▶ [Requirements]
Arrange the entries below as a Markdown table with the columns Row and Entry, numbering each line of text and skipping blank lines. Leave the pictures out of the table.

▶ [Data for the task]
[Begin]
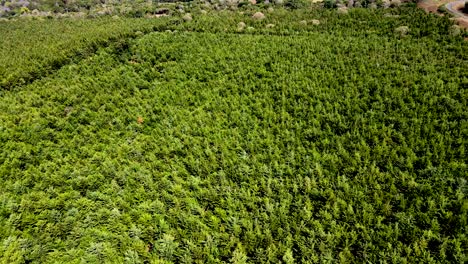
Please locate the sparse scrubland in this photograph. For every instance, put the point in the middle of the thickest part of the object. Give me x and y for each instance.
(306, 136)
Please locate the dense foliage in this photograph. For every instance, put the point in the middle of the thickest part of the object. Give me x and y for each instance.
(30, 49)
(342, 141)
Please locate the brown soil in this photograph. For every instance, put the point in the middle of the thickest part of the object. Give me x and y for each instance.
(431, 6)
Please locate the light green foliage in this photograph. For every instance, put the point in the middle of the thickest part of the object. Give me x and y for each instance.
[End]
▶ [Final result]
| Row | Entry |
|---|---|
| 1 | Please locate the sparse scrubland in this photograph. For every instance, put the point in the middle of the thickest part of the object. Give me x and y for each instance. |
| 2 | (306, 136) |
| 3 | Please locate the dense foliage in this photograph. For every instance, put the point in the middle of the thickest part of the object. Give me x and y for each instance. |
| 4 | (30, 49) |
| 5 | (342, 141) |
| 6 | Please locate the brown soil in this photograph. For every instance, put the point in the middle of the thickest part of the object. Give me x and y for each instance. |
| 7 | (431, 6) |
| 8 | Please locate the light green foliage in this photograph. For every instance, put the point in the middle of the thickest part of the object. Give me x and y for each instance. |